* Actions to take:
**a)** List every abbreviation used in the blog post on the AudioBridge plugin, in order of first appearance.
**b)** Translate this sentence from the blog post on the AudioBridge plugin into Spanish: "Since audio is mixed and an N-1 approach is used, each participant uses a single PeerConnection to send their own contribution (if unmuted) and receive a mix of everyone else."

>> BEGIN Extract

Improving the AudioBridge plugin

July 11, 2023 Lorenzo Miniero

As an audio mixer and MCU, the AudioBridge plugin is quite a popular plugin among Janus users and developers. It’s definitely a foundational component in our own Virtual Event Platform, for instance, where while we use an SFU approach for video streams, audio is always mixed instead.

I mentioned efforts around this plugin a few times already, like when I discussed how to use it to build social audio applications like Clubhouse or Twitter Spaces, or how it could be bridged (pun unintended!) to the SIP world. I also stressed out the importance of audio in the WebRTC world when introducing our support for redundancy via RED, which is currently not supported in the AudioBridge but hopefully (thanks to the changes discussed in this blog post) soon will.

As such, I decided to summarize a few of the efforts we’ve been carrying on with respect to the AudioBridge plugin. While some of the efforts have some intersections, they’re quite different and separate features, so I thought I’d briefly discuss them separately instead.

A brief recap on the AudioBridge plugin

If you’ve never used Janus or this plugin, and are unfamiliar with what it’s all about, you can refer to the previously mentioned blog posts as a good introduction, or even better to the official documentation. In a nutshell, though, as anticipated in the intro it’s basically an audio mixer, and as such allows you to implement, for instance, basic audio conferencing among different participants. Since audio is mixed and an N-1 approach is used, each participant uses a single PeerConnection to send their own contribution (if unmuted) and receive a mix of everyone else. A simple diagram is presented below.

>> END Extract
>> BEGIN Data extract

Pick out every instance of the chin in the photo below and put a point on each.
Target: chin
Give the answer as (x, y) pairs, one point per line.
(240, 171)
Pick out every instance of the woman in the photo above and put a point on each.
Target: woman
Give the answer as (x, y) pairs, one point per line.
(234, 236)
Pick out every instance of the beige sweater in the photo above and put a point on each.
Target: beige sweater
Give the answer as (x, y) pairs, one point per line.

>> END Data extract

* Task answers:
**a)** MCU, SFU, SIP, WebRTC, RED

**b)** Dado que el audio se mezcla y se utiliza un enfoque N-1, cada participante usa una única PeerConnection para enviar su propia contribución (si no está silenciado) y recibir una mezcla de todos los demás.